◆ **SHORT PROBLEM**
Rewrite every row below as a numbered list, skipping any blank lines.

__________________________________________________

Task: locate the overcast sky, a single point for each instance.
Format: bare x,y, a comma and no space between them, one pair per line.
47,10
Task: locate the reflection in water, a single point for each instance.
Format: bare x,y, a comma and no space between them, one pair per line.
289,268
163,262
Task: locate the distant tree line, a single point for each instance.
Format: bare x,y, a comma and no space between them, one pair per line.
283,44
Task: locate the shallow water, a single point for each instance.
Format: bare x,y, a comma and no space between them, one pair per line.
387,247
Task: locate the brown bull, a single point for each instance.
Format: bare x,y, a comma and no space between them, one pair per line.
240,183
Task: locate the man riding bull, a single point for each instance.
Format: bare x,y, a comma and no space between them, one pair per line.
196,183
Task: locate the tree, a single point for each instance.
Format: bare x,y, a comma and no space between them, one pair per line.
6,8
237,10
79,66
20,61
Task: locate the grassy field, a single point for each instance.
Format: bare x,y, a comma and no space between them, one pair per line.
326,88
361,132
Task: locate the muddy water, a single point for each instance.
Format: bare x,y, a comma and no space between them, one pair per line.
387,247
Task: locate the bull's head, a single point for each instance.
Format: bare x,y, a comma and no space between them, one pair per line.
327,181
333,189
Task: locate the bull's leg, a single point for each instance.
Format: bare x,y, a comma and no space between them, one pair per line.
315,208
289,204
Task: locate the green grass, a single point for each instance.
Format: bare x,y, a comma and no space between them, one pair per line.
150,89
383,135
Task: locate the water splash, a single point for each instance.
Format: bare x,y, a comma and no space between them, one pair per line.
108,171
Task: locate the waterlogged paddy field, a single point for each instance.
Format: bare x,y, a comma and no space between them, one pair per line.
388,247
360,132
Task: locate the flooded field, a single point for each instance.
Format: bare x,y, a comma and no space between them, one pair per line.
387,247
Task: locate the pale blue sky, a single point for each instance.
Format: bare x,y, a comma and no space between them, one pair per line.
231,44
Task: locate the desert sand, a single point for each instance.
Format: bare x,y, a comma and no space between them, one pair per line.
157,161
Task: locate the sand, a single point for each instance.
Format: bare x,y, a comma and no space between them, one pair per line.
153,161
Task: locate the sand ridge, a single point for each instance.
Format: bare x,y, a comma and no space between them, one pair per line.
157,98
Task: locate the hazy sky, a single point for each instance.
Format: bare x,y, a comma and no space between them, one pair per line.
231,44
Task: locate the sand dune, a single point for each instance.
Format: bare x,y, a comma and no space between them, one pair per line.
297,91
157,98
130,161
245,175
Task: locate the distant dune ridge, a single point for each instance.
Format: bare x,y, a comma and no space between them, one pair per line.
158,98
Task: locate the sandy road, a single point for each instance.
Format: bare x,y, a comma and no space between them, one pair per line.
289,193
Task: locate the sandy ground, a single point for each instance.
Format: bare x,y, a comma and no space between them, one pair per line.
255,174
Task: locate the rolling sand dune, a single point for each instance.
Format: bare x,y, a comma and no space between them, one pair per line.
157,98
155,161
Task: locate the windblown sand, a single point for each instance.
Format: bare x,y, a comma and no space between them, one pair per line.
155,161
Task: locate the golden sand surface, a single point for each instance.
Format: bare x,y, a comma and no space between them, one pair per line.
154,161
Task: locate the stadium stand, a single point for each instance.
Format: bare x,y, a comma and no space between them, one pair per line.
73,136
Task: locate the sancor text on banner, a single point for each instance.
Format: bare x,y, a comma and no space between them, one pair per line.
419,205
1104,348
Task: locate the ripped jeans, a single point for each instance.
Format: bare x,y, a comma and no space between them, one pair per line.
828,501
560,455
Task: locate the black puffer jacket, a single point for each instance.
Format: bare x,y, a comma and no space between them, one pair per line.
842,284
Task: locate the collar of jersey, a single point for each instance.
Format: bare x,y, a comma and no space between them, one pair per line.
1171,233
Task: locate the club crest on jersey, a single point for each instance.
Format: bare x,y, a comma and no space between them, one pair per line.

__________________________________________________

◆ **OUTPUT**
1. Task: locate the overcast sky, a single point for each instance.
2. Format: bare x,y, a comma and no space between them, one pair per line.
3. 47,10
4. Task: locate the reflection in water, a single point for each instance.
5. Format: bare x,y, a comma and no space between them, one pair per line.
6. 289,268
7. 163,262
8. Task: locate the distant tree line, a single point for each instance.
9. Format: bare x,y, a comma and no space between them, one pair per line.
10. 283,44
11. Task: locate the shallow water, a single point for each instance.
12. Format: bare x,y, a comma and no space between them, one pair per line.
13. 387,247
14. Task: locate the brown bull, a single point for each instance.
15. Format: bare x,y, a comma and no space between them, one pair per line.
16. 240,183
17. Task: locate the man riding bull, a single point for each instance.
18. Format: bare x,y, a comma and no space between them, one pair per line.
19. 196,183
20. Task: locate the tree, a single point for each instance.
21. Format: bare x,y, a comma and no space between them, one pair per line.
22. 6,8
23. 237,10
24. 79,66
25. 20,61
26. Task: locate the grassy field, a single point for each instance.
27. Format: bare x,y, a comma and no space between them, one pair per line.
28. 326,88
29. 361,132
30. Task: locate the muddy water, a single point for each instance.
31. Format: bare x,y, a comma and no space between them, one pair per line.
32. 387,247
33. Task: locate the bull's head, a single point for each instance.
34. Format: bare x,y, a comma and no space between them, one pair per line.
35. 327,181
36. 333,189
37. Task: locate the bull's leg, a single point for each instance.
38. Format: bare x,y, a comma and no space between them, one pair per line.
39. 315,208
40. 289,204
41. Task: locate the green grass, a single point for each instance.
42. Format: bare x,y, a comma and no space between them, one pair per line.
43. 150,89
44. 383,135
45. Task: locate the water splash, a single point for each instance.
46. Format: bare x,y, a comma and no space between them, one pair per line.
47. 108,171
48. Task: locate the waterlogged paddy field, a single point for each instance.
49. Format: bare x,y, a comma and no space between them, one pair per line.
50. 388,247
51. 360,132
52. Task: locate the flooded field, a single point for each instance.
53. Format: bare x,y, a comma and no space between them, one pair per line.
54. 387,247
55. Task: locate the pale blue sky, a single point for each instance.
56. Format: bare x,y, a comma and no space between them, one pair per line.
57. 231,44
58. Task: locate the desert sand, a single point for each instance.
59. Format: bare x,y, a comma and no space between them, one pair per line.
60. 157,161
61. Task: locate the sand, a single point for each instance.
62. Format: bare x,y, a comma and no space between them, one pair per line.
63. 153,161
64. Task: locate the sand ridge, a single point for each instance.
65. Format: bare x,y, a comma and no space between them, one pair per line.
66. 157,98
67. Task: locate the hazy sky, a single point for each instance.
68. Format: bare x,y, a comma and no space between them, one pair per line.
69. 231,44
70. Task: locate the sand dune, a single point for each instance.
71. Format: bare x,y, a comma and no space between them, one pair per line.
72. 297,91
73. 157,98
74. 130,161
75. 245,175
76. Task: locate the distant dune ridge, a single point for each instance.
77. Format: bare x,y, a comma and no space between them, one pair per line.
78. 158,98
79. Task: locate the sandy road, a single point for each instance.
80. Format: bare x,y, a comma and no space between them, one pair per line.
81. 289,193
82. Task: locate the sandy ground, a single point for each instance.
83. Format: bare x,y, a comma and no space between them, one pair per line.
84. 255,174
85. Task: locate the rolling sand dune, a single point for each instance.
86. Format: bare x,y, a comma and no space between them, one pair per line.
87. 157,98
88. 155,161
89. Task: locate the windblown sand, a single point for each instance.
90. Format: bare x,y, a comma and no space between them, one pair per line.
91. 155,161
92. Task: locate the golden sand surface, a single point for each instance.
93. Format: bare x,y, a comma and no space between them, one pair per line.
94. 154,161
95. Task: locate the stadium stand, a single point for each instance.
96. Format: bare x,y, a comma and no space between them, one pair per line.
97. 73,136
98. Task: locate the sancor text on banner, a single point for each instance.
99. Format: bare x,y, a comma and no space between them, one pair per line.
100. 419,205
101. 1104,348
102. Task: locate the ripped jeans, a single point for each instance.
103. Format: bare x,y, a comma and no space between them, one pair per line.
104. 828,501
105. 560,455
106. Task: locate the black puffer jacket, a single point for each instance.
107. Format: bare x,y, a comma and no space between them, one pair per line.
108. 842,284
109. Task: locate the collar of jersey, a single point for each instance.
110. Format: bare x,y, a comma and no space between them, one pair per line.
111. 1171,233
112. Task: locate the club crest on jersey, a single point for each instance.
113. Format: bare x,y, a comma and no space between them, one pair per line.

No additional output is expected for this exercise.